Aim of the exercise:
For the records below, give the number of lines that include the string "woman". Nothing else belongs in the answer.

[Items listed in a dataset]
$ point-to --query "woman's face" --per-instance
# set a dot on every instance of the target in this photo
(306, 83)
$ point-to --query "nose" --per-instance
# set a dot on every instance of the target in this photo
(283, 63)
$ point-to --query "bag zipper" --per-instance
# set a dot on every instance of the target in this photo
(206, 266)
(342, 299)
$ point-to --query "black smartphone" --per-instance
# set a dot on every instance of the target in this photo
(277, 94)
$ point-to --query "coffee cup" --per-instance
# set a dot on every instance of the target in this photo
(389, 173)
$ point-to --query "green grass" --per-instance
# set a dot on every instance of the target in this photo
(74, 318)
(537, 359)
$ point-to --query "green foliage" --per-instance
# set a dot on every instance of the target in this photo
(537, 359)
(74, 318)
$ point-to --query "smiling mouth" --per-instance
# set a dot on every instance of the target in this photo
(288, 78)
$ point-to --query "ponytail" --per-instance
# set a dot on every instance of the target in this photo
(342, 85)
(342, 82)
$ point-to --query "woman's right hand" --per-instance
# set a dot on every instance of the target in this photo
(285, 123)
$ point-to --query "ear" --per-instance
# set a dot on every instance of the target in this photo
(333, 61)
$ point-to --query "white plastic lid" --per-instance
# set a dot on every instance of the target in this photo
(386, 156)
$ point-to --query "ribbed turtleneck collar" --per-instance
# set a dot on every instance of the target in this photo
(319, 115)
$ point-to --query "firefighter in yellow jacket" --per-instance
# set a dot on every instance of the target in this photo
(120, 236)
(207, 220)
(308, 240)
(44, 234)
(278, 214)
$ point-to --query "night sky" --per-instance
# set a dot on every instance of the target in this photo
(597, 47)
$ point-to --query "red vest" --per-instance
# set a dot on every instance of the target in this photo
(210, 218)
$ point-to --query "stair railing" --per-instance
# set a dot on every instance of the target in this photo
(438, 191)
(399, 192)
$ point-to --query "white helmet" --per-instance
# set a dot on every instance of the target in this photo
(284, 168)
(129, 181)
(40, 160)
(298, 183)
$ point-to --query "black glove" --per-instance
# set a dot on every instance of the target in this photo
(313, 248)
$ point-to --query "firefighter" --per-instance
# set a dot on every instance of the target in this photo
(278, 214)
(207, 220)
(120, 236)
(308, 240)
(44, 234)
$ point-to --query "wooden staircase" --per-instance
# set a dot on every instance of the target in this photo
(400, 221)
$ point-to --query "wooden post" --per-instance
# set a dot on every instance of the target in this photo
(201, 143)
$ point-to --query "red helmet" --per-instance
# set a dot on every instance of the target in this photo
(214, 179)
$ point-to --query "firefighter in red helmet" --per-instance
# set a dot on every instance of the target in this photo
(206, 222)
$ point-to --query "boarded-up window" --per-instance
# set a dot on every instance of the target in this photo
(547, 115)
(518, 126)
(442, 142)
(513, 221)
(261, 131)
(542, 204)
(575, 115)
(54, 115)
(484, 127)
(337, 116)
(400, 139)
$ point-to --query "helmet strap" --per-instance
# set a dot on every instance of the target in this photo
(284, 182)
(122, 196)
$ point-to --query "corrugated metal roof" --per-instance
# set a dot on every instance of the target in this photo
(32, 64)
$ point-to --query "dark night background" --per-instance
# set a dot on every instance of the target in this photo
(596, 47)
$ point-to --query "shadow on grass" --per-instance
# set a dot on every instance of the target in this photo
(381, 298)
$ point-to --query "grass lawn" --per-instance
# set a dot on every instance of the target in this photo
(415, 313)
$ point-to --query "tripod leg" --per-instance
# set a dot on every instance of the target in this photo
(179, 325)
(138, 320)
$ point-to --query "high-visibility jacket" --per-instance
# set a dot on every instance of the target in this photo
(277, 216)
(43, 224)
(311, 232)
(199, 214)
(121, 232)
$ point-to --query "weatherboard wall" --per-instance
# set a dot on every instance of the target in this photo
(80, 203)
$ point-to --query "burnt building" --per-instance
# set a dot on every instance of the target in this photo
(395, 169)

Expected output:
2